(Referring expression pointing data)
+ + +

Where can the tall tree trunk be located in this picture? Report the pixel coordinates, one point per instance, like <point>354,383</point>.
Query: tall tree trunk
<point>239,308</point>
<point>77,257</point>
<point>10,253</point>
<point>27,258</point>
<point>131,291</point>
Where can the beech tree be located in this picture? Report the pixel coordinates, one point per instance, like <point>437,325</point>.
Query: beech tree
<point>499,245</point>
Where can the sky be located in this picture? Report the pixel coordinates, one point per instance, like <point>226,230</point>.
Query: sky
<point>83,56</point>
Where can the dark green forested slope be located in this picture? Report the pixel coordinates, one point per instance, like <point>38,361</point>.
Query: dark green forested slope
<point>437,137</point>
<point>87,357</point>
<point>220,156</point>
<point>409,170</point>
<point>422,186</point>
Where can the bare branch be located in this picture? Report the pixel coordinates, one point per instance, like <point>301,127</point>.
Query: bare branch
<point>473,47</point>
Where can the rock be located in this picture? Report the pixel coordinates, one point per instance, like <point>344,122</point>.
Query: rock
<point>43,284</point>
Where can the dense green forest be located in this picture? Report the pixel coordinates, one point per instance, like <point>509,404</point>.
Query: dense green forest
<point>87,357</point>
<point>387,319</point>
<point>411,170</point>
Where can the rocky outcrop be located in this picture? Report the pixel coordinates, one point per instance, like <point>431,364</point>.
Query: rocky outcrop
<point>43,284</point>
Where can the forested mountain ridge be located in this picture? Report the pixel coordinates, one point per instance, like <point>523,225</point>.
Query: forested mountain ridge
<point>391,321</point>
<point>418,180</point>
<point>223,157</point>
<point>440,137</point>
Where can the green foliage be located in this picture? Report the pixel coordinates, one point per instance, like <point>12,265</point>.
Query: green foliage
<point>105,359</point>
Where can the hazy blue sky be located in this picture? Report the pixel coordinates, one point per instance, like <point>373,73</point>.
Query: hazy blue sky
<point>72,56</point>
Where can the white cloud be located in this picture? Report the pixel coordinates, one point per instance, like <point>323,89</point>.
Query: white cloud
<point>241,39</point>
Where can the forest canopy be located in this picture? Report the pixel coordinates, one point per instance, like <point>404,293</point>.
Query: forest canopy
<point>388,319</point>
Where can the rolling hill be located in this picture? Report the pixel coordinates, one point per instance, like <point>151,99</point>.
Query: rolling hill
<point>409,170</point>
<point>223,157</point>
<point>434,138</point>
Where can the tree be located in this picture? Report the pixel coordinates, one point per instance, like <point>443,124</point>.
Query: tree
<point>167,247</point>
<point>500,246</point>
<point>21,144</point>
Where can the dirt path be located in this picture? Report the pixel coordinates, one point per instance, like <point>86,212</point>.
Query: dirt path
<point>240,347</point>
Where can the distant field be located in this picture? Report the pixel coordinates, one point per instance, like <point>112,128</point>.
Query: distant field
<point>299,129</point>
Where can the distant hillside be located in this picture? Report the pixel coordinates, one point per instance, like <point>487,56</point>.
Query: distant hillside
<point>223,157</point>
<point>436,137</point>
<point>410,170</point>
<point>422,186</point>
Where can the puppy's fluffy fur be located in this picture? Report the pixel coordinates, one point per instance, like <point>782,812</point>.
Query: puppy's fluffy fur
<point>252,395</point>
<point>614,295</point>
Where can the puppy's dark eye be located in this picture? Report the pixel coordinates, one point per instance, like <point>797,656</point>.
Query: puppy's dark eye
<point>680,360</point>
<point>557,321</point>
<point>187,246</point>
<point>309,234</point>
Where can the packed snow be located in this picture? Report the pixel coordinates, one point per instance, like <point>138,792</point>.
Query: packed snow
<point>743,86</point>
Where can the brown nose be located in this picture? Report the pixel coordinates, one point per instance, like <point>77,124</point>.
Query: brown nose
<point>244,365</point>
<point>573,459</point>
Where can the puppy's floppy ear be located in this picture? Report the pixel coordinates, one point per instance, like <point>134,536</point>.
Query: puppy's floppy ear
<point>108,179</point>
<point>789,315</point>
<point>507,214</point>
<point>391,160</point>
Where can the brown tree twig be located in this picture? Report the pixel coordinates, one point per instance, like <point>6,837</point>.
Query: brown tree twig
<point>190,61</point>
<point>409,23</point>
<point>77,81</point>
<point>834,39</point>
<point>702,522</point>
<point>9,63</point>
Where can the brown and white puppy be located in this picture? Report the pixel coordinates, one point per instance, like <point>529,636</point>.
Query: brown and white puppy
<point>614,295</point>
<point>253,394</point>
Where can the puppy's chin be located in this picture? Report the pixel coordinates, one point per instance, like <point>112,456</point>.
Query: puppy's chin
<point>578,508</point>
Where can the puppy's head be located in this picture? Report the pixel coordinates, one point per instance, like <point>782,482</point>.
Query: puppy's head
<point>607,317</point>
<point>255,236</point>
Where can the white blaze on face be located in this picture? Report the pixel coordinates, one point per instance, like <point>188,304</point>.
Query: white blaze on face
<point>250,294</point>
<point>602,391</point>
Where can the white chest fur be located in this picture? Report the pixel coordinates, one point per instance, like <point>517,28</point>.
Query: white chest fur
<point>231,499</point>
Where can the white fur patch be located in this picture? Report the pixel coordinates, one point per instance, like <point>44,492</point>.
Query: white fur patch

+ + +

TASK BRIEF >> Repeat the data exactly. Omit nothing.

WRITTEN SOLUTION >>
Where can the tall tree trunk be located in this picture? Report the pixel coordinates, one point per instance, like <point>354,383</point>.
Query: tall tree trunk
<point>239,308</point>
<point>77,257</point>
<point>10,253</point>
<point>27,258</point>
<point>131,291</point>
Where can the beech tree be located in this picture? Report the pixel coordinates, one point per instance, like <point>437,325</point>.
Query: beech tree
<point>499,245</point>
Where can the sky be located in this picture? Report the pixel coordinates, one point per instance, like <point>226,230</point>.
Query: sky
<point>83,56</point>
Where can the dark green forested slope be located in this picture? Report the pixel coordinates, one point per instance, like <point>38,361</point>.
Query: dark green forested slope
<point>437,137</point>
<point>87,357</point>
<point>220,156</point>
<point>409,170</point>
<point>422,186</point>
Where can the bare branch be located in this picture? Report the pixel coordinates, one point per instance, like <point>301,127</point>.
Query: bare branch
<point>473,47</point>
Where can the rock be located in this picture? Report the pixel coordinates, one point per instance, like <point>344,122</point>.
Query: rock
<point>43,284</point>
Where can the dense green forest be located in this picture? Report the pixel coordinates, one point per instance, like <point>509,404</point>.
Query: dense green forest
<point>87,357</point>
<point>387,319</point>
<point>411,170</point>
Where can the rocky outcrop be located in this picture? Report the pixel coordinates, one point per instance, like <point>431,364</point>.
Query: rocky outcrop
<point>43,284</point>
Where can the forested mountain ridge be located in this picture? Report the pixel coordinates, one point per instance, like <point>523,225</point>.
Query: forested mountain ridge
<point>391,321</point>
<point>418,180</point>
<point>223,157</point>
<point>440,137</point>
Where can the green foliage be located in this picture? Report the pixel coordinates, one point per instance, like <point>12,265</point>.
Query: green foliage
<point>105,359</point>
Where can the hazy blue sky be located in this picture? Report the pixel coordinates, one point per instance, like <point>373,73</point>.
Query: hazy blue sky
<point>72,56</point>
Where can the white cloud be located in this picture? Report the pixel coordinates, one point per instance, like <point>323,89</point>.
Query: white cloud
<point>241,39</point>
Where can the forest canopy be located in this picture? Report the pixel coordinates, one point per instance, like <point>404,293</point>.
Query: forest canopy
<point>388,319</point>
Where can the rolling hill be located in this picture? Report the pixel coordinates, one point per instance, like <point>151,99</point>.
Query: rolling hill
<point>409,170</point>
<point>223,157</point>
<point>434,138</point>
Where can the tree be located in this picture? Report the pixel coordinates, one point per instance, like <point>443,124</point>.
Query: tree
<point>167,247</point>
<point>500,246</point>
<point>21,144</point>
Where can the dirt path be located in this picture? Report the pixel coordinates, one point per instance, like <point>86,212</point>.
Query: dirt path
<point>240,347</point>
Where can the distant field be located in this picture? Report the pixel coordinates, one point per instance, like <point>112,128</point>.
Query: distant field
<point>299,129</point>
Where can the distant hillside be located in this picture? Report the pixel coordinates, one point per instance, like <point>487,56</point>.
Query: distant hillside
<point>223,157</point>
<point>436,137</point>
<point>410,170</point>
<point>422,186</point>
Where can the puppy's fluffy fur be located in this picture? Report the pixel coordinates, one point per instance, like <point>782,812</point>.
Query: puppy's fluffy fur
<point>252,395</point>
<point>614,295</point>
Where can the puppy's dark eye be located in this picture? Report the pixel coordinates, one point per instance, like <point>797,656</point>.
Query: puppy's dark eye
<point>680,360</point>
<point>557,321</point>
<point>187,246</point>
<point>309,234</point>
Where can the packed snow be located in this picture? Report the pixel coordinates, one point per instance, like <point>138,792</point>.
Query: packed snow
<point>743,86</point>
Where can the brown nose be located in this picture? Report the pixel coordinates, one point per instance, like <point>77,124</point>.
Query: brown nose
<point>244,365</point>
<point>573,459</point>
Where can the puppy's floppy ear be located in this picture? Report the pixel coordinates, one point per instance, like <point>134,536</point>.
Query: puppy's floppy ear
<point>108,179</point>
<point>789,315</point>
<point>507,214</point>
<point>391,160</point>
Where can the brown tree twig be located in this picture? Report the pixel coordinates, one point per instance, like <point>6,837</point>.
Query: brown tree twig
<point>190,61</point>
<point>409,23</point>
<point>77,81</point>
<point>834,39</point>
<point>702,522</point>
<point>9,63</point>
Where can the brown and white puppy be located in this picture? Report the pixel coordinates, one point per instance, like <point>529,636</point>.
Query: brown and white puppy
<point>614,295</point>
<point>253,394</point>
Where can the puppy's chin be located in this picture? Report the pixel coordinates, one point per instance, like <point>112,456</point>.
Query: puppy's chin
<point>578,508</point>
Where can the puppy's head be located in this picture? Report the pixel coordinates, one point per instance, like <point>782,482</point>.
Query: puppy's head
<point>607,317</point>
<point>255,236</point>
Where can the white blaze on face be located in this picture? Report the pixel coordinates, one point per instance, like <point>188,304</point>.
Query: white blaze on face
<point>250,294</point>
<point>602,391</point>
Where can the white chest fur be located in this picture? Report the pixel coordinates, one point per instance, like <point>517,28</point>.
Query: white chest fur
<point>231,499</point>
Where can the white fur patch be located in this picture? Report the pixel coordinates, one point per instance, like <point>44,492</point>.
Query: white fur patch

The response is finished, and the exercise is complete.